▶ Problem description: Starting with the first line and continuing through the line with "(1310, 192)", write out all these lines again, requests included, raising every point coordinate in the answers by 3. Leave the pictures out.
══ Data to use
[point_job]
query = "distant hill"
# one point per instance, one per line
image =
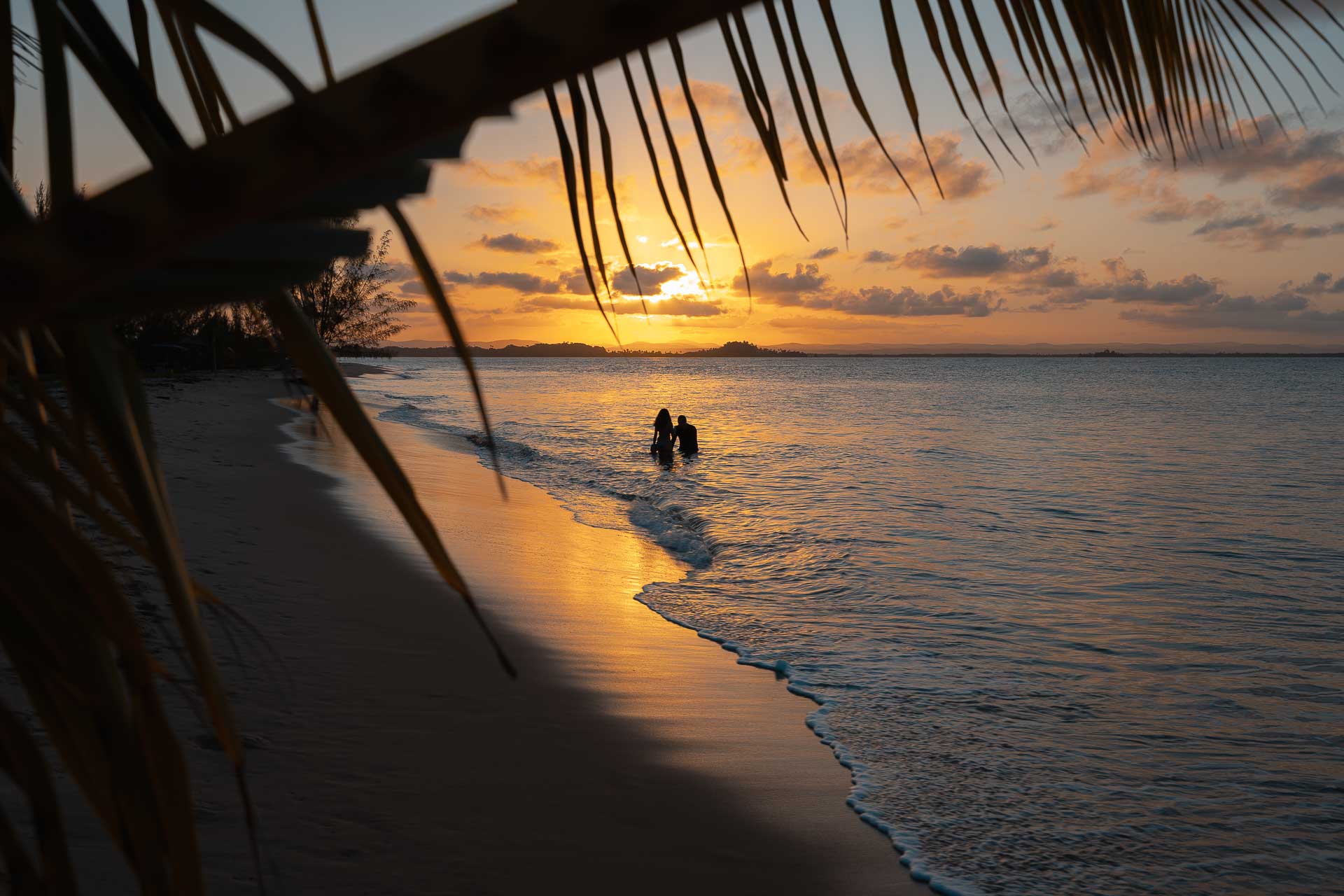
(581, 349)
(742, 349)
(505, 348)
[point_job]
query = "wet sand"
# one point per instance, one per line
(394, 757)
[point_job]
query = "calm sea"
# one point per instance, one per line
(1075, 624)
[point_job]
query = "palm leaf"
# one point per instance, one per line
(253, 223)
(679, 59)
(654, 164)
(800, 111)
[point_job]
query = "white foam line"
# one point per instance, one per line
(904, 841)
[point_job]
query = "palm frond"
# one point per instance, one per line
(246, 214)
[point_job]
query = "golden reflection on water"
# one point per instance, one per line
(569, 587)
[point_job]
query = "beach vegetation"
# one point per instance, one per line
(235, 223)
(350, 302)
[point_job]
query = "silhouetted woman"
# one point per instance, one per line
(663, 434)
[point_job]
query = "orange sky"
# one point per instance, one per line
(1077, 248)
(1082, 248)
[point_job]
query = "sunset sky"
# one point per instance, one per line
(1079, 248)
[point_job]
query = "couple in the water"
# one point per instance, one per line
(667, 435)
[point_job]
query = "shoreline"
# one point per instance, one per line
(393, 755)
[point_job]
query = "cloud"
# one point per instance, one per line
(1149, 187)
(1246, 312)
(717, 102)
(670, 307)
(1195, 301)
(867, 169)
(651, 279)
(766, 284)
(1262, 232)
(517, 244)
(1304, 171)
(515, 172)
(881, 301)
(518, 281)
(1310, 191)
(495, 214)
(1322, 282)
(977, 261)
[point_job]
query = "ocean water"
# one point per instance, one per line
(1074, 625)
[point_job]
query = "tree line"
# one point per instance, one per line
(350, 304)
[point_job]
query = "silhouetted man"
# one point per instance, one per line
(686, 434)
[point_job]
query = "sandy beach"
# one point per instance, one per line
(393, 755)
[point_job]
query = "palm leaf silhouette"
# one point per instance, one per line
(185, 232)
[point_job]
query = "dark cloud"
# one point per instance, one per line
(1222, 225)
(867, 169)
(515, 172)
(1282, 314)
(1195, 301)
(1277, 155)
(670, 307)
(804, 280)
(1322, 282)
(496, 214)
(879, 301)
(1262, 232)
(518, 281)
(518, 244)
(651, 279)
(976, 261)
(1310, 192)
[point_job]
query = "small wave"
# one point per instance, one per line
(673, 530)
(860, 778)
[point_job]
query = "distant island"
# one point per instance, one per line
(581, 349)
(750, 349)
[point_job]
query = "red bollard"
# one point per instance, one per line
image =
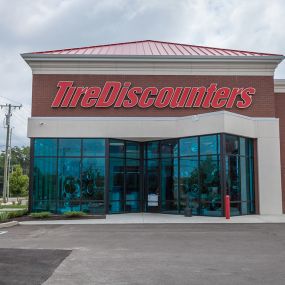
(227, 207)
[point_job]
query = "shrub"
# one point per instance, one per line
(74, 214)
(40, 215)
(4, 216)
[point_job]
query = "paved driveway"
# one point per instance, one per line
(159, 253)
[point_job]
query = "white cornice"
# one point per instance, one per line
════
▶ Answer to the task:
[point_job]
query = "distant hill"
# one point per instance, one per line
image =
(584, 352)
(745, 352)
(508, 351)
[point_job]
query = "wet sand"
# one point per instance, one per line
(397, 760)
[point_job]
query = "calm sea"
# one point per instance, one per line
(1078, 627)
[point_job]
query = "palm leaf"
# one point per instance, one per line
(256, 226)
(682, 62)
(657, 167)
(803, 114)
[point_job]
query = "white foam line"
# one point per instance, one per line
(907, 844)
[point_job]
query = "palm frond"
# one point per instance, one per line
(249, 217)
[point_job]
query = "golden reflection on water"
# one point per instance, one per line
(572, 590)
[point_job]
query = "beach vegetation"
# one point per instance, one per line
(238, 226)
(353, 305)
[point_job]
query = "silhouetted woman"
# one point per instance, one per line
(666, 437)
[point_job]
query = "orange sky"
# one point per instance, one per line
(1080, 251)
(1085, 251)
[point_job]
query = "sunset sky"
# one point per instance, one per line
(1082, 251)
[point_job]
query = "couple in the water"
# one point per instance, one per line
(670, 438)
[point_job]
query = "shoreline"
# one point per instance, one per line
(396, 758)
[point_job]
query = "cloud"
# one point per instance, one per line
(1152, 190)
(1249, 315)
(720, 105)
(673, 310)
(1198, 304)
(870, 172)
(654, 282)
(769, 287)
(1265, 235)
(520, 247)
(1307, 174)
(518, 175)
(884, 304)
(521, 284)
(1313, 194)
(498, 217)
(1325, 285)
(980, 264)
[point_job]
query = "ocean water"
# one point per instance, one per line
(1077, 628)
[point_job]
query = "tree line"
# one point per instance, one per line
(353, 307)
[point_job]
query = "silhouetted man"
# one point per instance, one per line
(689, 437)
[point_job]
query = "sandy beach"
# one point per instance, one per line
(396, 758)
[point_job]
query = "palm leaf silhouette"
# one point per instance, one per line
(188, 235)
[point_job]
query = "dark cloud"
# one point per instance, one per line
(1225, 228)
(870, 172)
(518, 175)
(1285, 317)
(1198, 304)
(1280, 158)
(673, 310)
(807, 283)
(1325, 285)
(499, 217)
(882, 304)
(1265, 235)
(521, 284)
(521, 247)
(654, 282)
(979, 264)
(1313, 195)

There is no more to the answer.